* WRITTEN INSTRUCTION *
Output all the entries word for word. Omit the pictures.

Coordinate annotation records:
::::::
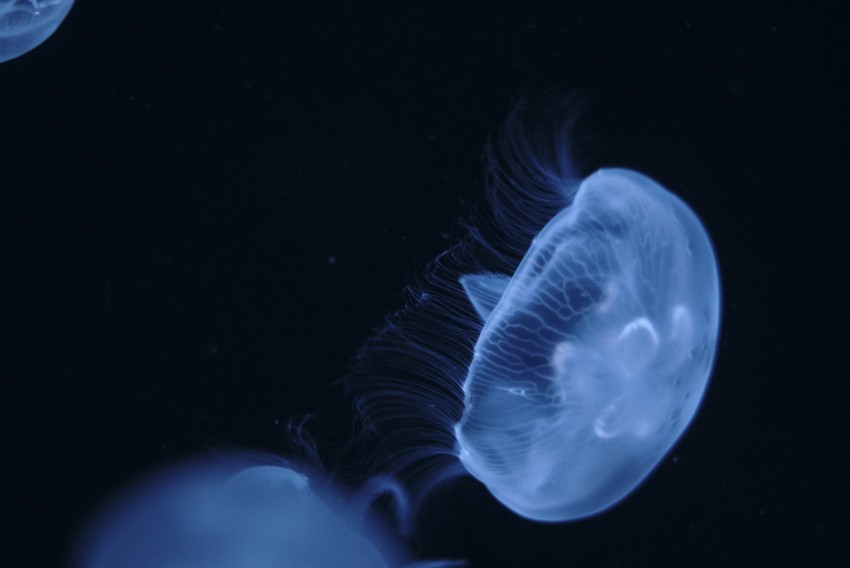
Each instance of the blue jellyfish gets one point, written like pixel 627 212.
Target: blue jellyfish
pixel 571 355
pixel 25 24
pixel 594 356
pixel 239 512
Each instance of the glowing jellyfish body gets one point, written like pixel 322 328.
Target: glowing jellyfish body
pixel 222 513
pixel 594 356
pixel 25 24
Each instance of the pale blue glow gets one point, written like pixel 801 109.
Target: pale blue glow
pixel 595 355
pixel 25 24
pixel 239 513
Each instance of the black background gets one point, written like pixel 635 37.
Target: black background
pixel 205 207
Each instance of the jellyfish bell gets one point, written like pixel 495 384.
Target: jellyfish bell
pixel 561 347
pixel 594 356
pixel 26 24
pixel 241 512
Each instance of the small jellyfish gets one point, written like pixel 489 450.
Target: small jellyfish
pixel 25 24
pixel 595 354
pixel 233 512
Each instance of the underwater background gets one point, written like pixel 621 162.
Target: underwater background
pixel 206 209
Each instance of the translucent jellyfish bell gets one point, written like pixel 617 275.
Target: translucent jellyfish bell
pixel 25 24
pixel 595 355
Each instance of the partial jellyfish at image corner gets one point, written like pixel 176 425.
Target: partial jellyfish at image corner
pixel 26 24
pixel 595 354
pixel 559 374
pixel 241 512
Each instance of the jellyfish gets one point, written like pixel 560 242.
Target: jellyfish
pixel 239 511
pixel 561 348
pixel 25 24
pixel 594 355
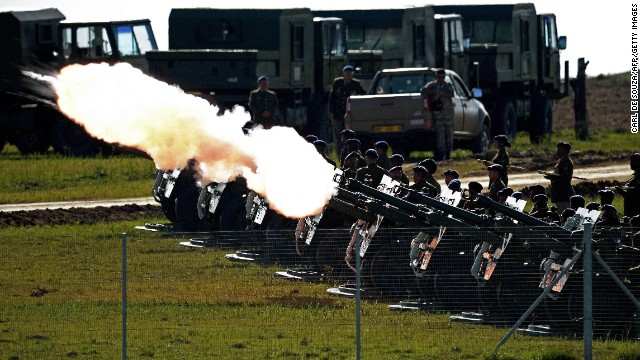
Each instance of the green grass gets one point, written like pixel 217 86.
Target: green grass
pixel 194 304
pixel 53 177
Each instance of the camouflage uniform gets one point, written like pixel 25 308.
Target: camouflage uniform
pixel 502 158
pixel 442 119
pixel 561 189
pixel 340 92
pixel 424 187
pixel 494 188
pixel 431 180
pixel 372 171
pixel 260 101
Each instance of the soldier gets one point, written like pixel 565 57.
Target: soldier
pixel 450 175
pixel 420 183
pixel 561 189
pixel 543 212
pixel 471 203
pixel 609 216
pixel 504 194
pixel 372 172
pixel 398 160
pixel 352 145
pixel 351 165
pixel 631 190
pixel 439 93
pixel 501 142
pixel 396 173
pixel 533 191
pixel 383 160
pixel 321 147
pixel 606 197
pixel 495 182
pixel 342 88
pixel 576 202
pixel 431 167
pixel 263 104
pixel 455 185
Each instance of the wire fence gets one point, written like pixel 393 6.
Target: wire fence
pixel 431 292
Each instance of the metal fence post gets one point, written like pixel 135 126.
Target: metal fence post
pixel 587 261
pixel 357 230
pixel 124 296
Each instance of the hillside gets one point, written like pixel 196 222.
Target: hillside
pixel 607 104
::::::
* COMPLETED EXERCISE *
Each instance of the blue jellyfish gets one point, written like pixel 627 212.
Target: blue jellyfish
pixel 571 355
pixel 25 24
pixel 594 356
pixel 239 512
Each instance of the glowing jellyfish body gets one point, written like pixel 322 328.
Target: glowing jellyfish body
pixel 222 513
pixel 594 356
pixel 25 24
Each instance of the pale blue glow gets one point, written like pixel 801 109.
Target: pale blue glow
pixel 595 355
pixel 25 24
pixel 239 513
Each instance of the black background gets one point, written like pixel 635 37.
Target: black background
pixel 205 207
Each instance of the jellyfish bell gets one point, written like pixel 495 384.
Target: jellyfish bell
pixel 561 347
pixel 594 356
pixel 26 24
pixel 241 512
Each instance of the small jellyfish gets one point, written like pixel 489 450.
Target: small jellyfish
pixel 25 24
pixel 595 354
pixel 233 512
Each instance of the underwater background gets one point, written like pixel 621 162.
Target: underwater background
pixel 206 209
Each instance of the translucent jellyfish bell gets one point, written like pixel 617 275.
Target: translucent jellyfish bell
pixel 25 24
pixel 595 355
Each instance of the partial jellyfish at image corner gets one point, written like pixel 176 425.
Target: partial jellyfish at image corner
pixel 26 24
pixel 595 354
pixel 559 374
pixel 241 512
Each instance of the jellyfish gets one point, written like pixel 560 242.
Target: jellyfish
pixel 239 511
pixel 561 348
pixel 25 24
pixel 594 355
Each instance of the green grass gets one point, written like pixel 217 86.
Target: green grass
pixel 194 304
pixel 53 177
Each instance of the camouflage uniform gets one point, written like pixel 25 308.
Target: camouflage uniform
pixel 502 158
pixel 442 119
pixel 561 189
pixel 340 92
pixel 424 187
pixel 494 188
pixel 431 180
pixel 372 171
pixel 260 101
Each instance of the soldier gets one point, written like pixel 565 57.
Target: soldier
pixel 450 175
pixel 420 183
pixel 561 189
pixel 543 212
pixel 471 203
pixel 609 216
pixel 504 194
pixel 372 172
pixel 398 160
pixel 352 145
pixel 351 165
pixel 631 190
pixel 439 93
pixel 501 142
pixel 396 173
pixel 533 191
pixel 383 160
pixel 321 147
pixel 606 197
pixel 495 182
pixel 342 88
pixel 576 202
pixel 431 167
pixel 263 104
pixel 455 185
Each instance of the wire fence gets one point, written like pixel 393 6.
Target: wire fence
pixel 431 292
Each instance of the metal fence post gets one point, written like pixel 135 126.
Target: metal fence post
pixel 587 261
pixel 357 230
pixel 124 296
Each instance of the hillside gets one point, written like pixel 196 222.
Target: hillside
pixel 607 104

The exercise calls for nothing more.